WHAT YOU ARE ASKED TO DO:
Return every entry exactly as written.

====

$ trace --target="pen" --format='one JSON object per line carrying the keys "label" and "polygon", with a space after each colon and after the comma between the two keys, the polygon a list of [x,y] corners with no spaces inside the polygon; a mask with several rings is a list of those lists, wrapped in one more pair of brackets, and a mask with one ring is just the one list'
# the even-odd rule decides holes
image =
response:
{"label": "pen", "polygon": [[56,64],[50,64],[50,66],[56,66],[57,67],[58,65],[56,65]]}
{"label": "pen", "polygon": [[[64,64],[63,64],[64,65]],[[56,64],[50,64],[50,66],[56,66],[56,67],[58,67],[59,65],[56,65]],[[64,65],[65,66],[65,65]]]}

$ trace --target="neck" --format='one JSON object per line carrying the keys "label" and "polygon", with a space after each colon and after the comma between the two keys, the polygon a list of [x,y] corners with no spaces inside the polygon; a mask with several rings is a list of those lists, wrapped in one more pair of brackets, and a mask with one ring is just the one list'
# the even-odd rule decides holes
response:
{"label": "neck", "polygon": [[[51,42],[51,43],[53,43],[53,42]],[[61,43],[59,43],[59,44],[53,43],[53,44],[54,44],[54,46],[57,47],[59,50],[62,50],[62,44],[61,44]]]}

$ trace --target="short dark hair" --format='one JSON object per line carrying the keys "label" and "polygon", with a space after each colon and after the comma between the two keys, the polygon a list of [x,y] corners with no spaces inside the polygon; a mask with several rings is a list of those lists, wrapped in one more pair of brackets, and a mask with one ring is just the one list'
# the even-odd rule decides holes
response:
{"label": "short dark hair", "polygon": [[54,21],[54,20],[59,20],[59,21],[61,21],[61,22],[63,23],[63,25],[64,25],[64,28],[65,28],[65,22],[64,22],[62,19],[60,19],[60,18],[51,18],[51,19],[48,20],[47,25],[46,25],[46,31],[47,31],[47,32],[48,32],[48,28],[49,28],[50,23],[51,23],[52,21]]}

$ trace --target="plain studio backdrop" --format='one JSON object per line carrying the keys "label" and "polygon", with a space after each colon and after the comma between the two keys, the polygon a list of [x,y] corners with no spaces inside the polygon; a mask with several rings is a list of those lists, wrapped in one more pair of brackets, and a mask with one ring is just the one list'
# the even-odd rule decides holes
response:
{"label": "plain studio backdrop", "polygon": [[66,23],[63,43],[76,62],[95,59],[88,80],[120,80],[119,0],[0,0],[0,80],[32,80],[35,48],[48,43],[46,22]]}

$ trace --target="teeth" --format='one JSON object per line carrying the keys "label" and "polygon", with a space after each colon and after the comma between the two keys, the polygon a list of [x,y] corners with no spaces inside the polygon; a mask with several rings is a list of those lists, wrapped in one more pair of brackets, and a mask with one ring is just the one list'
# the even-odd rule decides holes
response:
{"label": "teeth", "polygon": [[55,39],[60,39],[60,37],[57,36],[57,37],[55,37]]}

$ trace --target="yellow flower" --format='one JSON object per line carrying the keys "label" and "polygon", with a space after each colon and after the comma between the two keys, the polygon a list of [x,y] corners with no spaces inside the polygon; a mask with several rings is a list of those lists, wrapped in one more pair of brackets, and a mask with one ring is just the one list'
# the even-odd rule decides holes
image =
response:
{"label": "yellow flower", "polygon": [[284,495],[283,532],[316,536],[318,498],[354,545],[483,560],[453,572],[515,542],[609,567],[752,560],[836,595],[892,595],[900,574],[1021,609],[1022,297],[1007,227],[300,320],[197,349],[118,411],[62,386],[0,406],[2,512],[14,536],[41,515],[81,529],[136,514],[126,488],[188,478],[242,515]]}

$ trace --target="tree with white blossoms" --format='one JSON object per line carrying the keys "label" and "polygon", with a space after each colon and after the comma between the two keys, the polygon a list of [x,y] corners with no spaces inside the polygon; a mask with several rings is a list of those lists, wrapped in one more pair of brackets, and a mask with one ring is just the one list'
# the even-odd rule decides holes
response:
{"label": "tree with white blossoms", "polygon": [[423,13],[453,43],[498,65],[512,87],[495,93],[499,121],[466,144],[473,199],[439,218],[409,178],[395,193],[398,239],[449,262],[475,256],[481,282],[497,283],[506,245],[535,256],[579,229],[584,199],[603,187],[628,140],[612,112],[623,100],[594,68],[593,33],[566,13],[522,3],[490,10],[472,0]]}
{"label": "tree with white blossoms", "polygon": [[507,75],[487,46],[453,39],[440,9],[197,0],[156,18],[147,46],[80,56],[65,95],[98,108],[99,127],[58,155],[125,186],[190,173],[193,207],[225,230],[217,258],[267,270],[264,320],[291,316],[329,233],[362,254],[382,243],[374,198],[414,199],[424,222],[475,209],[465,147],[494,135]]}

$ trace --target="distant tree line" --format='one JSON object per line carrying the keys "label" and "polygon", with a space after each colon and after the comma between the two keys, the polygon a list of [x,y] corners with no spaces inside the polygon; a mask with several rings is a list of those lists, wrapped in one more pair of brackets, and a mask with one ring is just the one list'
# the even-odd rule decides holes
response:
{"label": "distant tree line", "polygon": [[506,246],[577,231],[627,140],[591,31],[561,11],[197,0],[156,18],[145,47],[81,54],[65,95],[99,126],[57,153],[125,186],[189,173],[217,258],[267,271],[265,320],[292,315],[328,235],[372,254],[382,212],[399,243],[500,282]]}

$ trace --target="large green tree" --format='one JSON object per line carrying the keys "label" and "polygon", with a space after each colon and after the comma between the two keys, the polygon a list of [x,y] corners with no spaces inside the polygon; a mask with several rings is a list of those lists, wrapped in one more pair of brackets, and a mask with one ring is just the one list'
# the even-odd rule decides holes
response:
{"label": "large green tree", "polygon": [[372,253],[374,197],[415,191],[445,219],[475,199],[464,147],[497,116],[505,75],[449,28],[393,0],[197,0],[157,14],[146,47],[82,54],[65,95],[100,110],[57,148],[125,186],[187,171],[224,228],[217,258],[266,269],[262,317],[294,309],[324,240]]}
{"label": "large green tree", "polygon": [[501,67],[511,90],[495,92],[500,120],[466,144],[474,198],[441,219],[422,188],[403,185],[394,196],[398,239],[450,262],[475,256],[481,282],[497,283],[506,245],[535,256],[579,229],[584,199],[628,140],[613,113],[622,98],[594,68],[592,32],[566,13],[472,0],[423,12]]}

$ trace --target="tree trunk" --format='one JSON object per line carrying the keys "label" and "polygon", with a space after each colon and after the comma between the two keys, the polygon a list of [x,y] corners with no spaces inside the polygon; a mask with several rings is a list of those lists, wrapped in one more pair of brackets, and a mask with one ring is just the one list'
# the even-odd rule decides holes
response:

====

TASK RESPONSE:
$ trace --target="pen" --format='one JSON object per line carrying the keys "label" and "polygon", with a space after each colon and after the comma between the two keys, the polygon a list of [x,y] corners with no spaces inside the polygon; a mask with several rings is a list of those lists, wrapped in one more pair of brackets, and a mask with one ring is just the one list'
# the even-odd rule decides holes
image =
response:
{"label": "pen", "polygon": [[56,64],[50,64],[50,66],[56,66],[57,67],[58,65],[56,65]]}
{"label": "pen", "polygon": [[[64,64],[63,64],[64,65]],[[56,64],[50,64],[50,66],[56,66],[56,67],[58,67],[59,65],[56,65]],[[64,65],[65,66],[65,65]]]}

$ trace --target="neck" --format='one JSON object per line carrying the keys "label" and "polygon", with a space after each colon and after the comma between the two keys, the polygon a list of [x,y] corners with no spaces inside the polygon; a mask with several rings is a list of those lists, wrapped in one more pair of brackets, and a mask with one ring is just the one list'
# the even-odd rule decides holes
response:
{"label": "neck", "polygon": [[[51,42],[51,43],[53,43],[53,42]],[[61,43],[59,43],[59,44],[53,43],[53,44],[54,44],[54,46],[57,47],[59,50],[62,50],[62,44],[61,44]]]}

$ trace --target="short dark hair" --format='one JSON object per line carrying the keys "label" and "polygon", with a space after each colon and after the comma between the two keys, the polygon a list of [x,y] corners with no spaces inside the polygon; a mask with several rings is a list of those lists, wrapped in one more pair of brackets, and a mask with one ring is just the one list'
# the even-odd rule decides holes
response:
{"label": "short dark hair", "polygon": [[54,21],[54,20],[59,20],[59,21],[61,21],[61,22],[63,23],[63,25],[64,25],[64,28],[65,28],[65,22],[64,22],[62,19],[60,19],[60,18],[51,18],[51,19],[48,20],[47,25],[46,25],[46,31],[47,31],[47,32],[48,32],[48,28],[49,28],[50,23],[51,23],[52,21]]}

$ trace --target="plain studio backdrop" --format='one JSON object per line carrying the keys "label" and "polygon", with a space after each colon and after the comma between the two keys, the polygon a list of [x,y] corners with no spaces inside the polygon; a mask with several rings is a list of those lists, wrapped in one more pair of brackets, and a mask with one ring is just the one list'
# the even-odd rule decides holes
response:
{"label": "plain studio backdrop", "polygon": [[66,23],[63,43],[76,62],[95,59],[88,80],[120,80],[119,0],[0,0],[0,80],[32,80],[35,48],[48,43],[46,22]]}

$ trace --target="teeth" --format='one JSON object per line carrying the keys "label" and "polygon", with a space after each colon and after the comma between the two keys, the polygon a list of [x,y] corners with no spaces inside the polygon; a mask with several rings is a list of those lists, wrapped in one more pair of brackets, and a mask with one ring is just the one list'
# the even-odd rule decides holes
response:
{"label": "teeth", "polygon": [[55,39],[60,39],[60,37],[57,36],[57,37],[55,37]]}

$ trace --target="yellow flower" --format='one JSON object per line carrying the keys "label" and "polygon", with a space after each colon and after the comma between the two keys, the polygon a list of [x,y] corners with no spaces inside the polygon; a mask with several rings is a list of those lists, wrapped in one more pair of brackets, and a mask with one ring is just the one list'
# the even-odd rule decides holes
image =
response:
{"label": "yellow flower", "polygon": [[284,495],[283,532],[316,536],[318,498],[354,545],[483,560],[453,572],[515,542],[609,567],[752,560],[836,595],[892,595],[900,574],[1021,609],[1022,297],[1007,227],[300,320],[197,349],[118,411],[62,386],[0,406],[2,512],[14,536],[41,515],[81,529],[136,514],[126,488],[188,478],[242,515]]}

$ trace --target="tree with white blossoms" --format='one JSON object per line carrying the keys "label" and "polygon", with a space after each colon and after the comma between the two keys, the polygon a list of [x,y] corners with no spaces inside the polygon; a mask with several rings is a list of those lists, wrapped in one more pair of brackets, and a mask with one ring is just the one list'
# the even-odd rule decides holes
response:
{"label": "tree with white blossoms", "polygon": [[423,13],[453,43],[498,65],[512,87],[495,93],[499,121],[466,144],[473,199],[439,218],[409,178],[395,193],[398,239],[449,262],[475,256],[481,282],[497,283],[506,245],[535,256],[579,229],[584,199],[603,187],[628,140],[612,112],[623,100],[594,68],[593,33],[566,13],[522,3],[490,10],[472,0]]}
{"label": "tree with white blossoms", "polygon": [[507,75],[487,46],[453,39],[440,9],[197,0],[156,18],[147,46],[80,56],[65,95],[98,108],[99,127],[58,155],[125,186],[190,173],[193,207],[225,230],[217,258],[267,270],[264,320],[291,316],[329,233],[362,254],[382,243],[374,198],[414,199],[424,222],[475,209],[465,147],[494,135]]}

$ trace --target="distant tree line" --format='one JSON object per line carrying the keys "label" and "polygon", with a space after each colon and after the comma between the two keys, the polygon a list of [x,y] corners with no spaces inside the polygon; a mask with several rings is a list of those lists, wrapped in one more pair of brackets, and a mask with one ring is just the one list'
# the even-odd rule decides holes
response:
{"label": "distant tree line", "polygon": [[506,246],[577,231],[627,140],[591,31],[561,11],[197,0],[156,18],[145,47],[81,54],[65,95],[99,126],[57,153],[125,186],[189,173],[217,258],[267,271],[265,320],[292,315],[328,235],[372,254],[382,212],[399,243],[500,282]]}

$ trace --target="large green tree" --format='one JSON object per line carrying the keys "label" and "polygon", with a space after each colon and after the comma between the two keys, the polygon a list of [x,y] corners with no spaces inside the polygon; a mask with several rings is a list of those lists, wrapped in one more pair of brackets, and a mask with one ring is just the one list'
# the even-odd rule decides holes
response:
{"label": "large green tree", "polygon": [[372,253],[374,197],[415,191],[445,219],[475,199],[464,147],[497,116],[505,75],[449,28],[393,0],[197,0],[157,14],[146,47],[82,54],[65,95],[100,110],[57,148],[125,186],[187,171],[224,228],[217,258],[266,269],[262,317],[294,309],[324,240]]}
{"label": "large green tree", "polygon": [[501,67],[511,90],[495,92],[500,120],[466,144],[474,198],[441,219],[422,188],[403,185],[394,196],[398,239],[450,262],[475,256],[481,282],[497,283],[506,245],[535,256],[579,229],[584,199],[628,140],[613,113],[622,98],[594,68],[592,32],[566,13],[472,0],[423,12]]}

$ trace --target="tree trunk" --format='one JSON object per line carrying the keys "label" and "polygon", with a space after each colon and after the comma between the two keys, the polygon a list of [x,y] corners with no spaces inside the polygon; a mask with several rings is a list of those lists, wrapped in one more pair of brackets, and a mask with one ring is just the one list'
# the even-odd rule decides holes
response:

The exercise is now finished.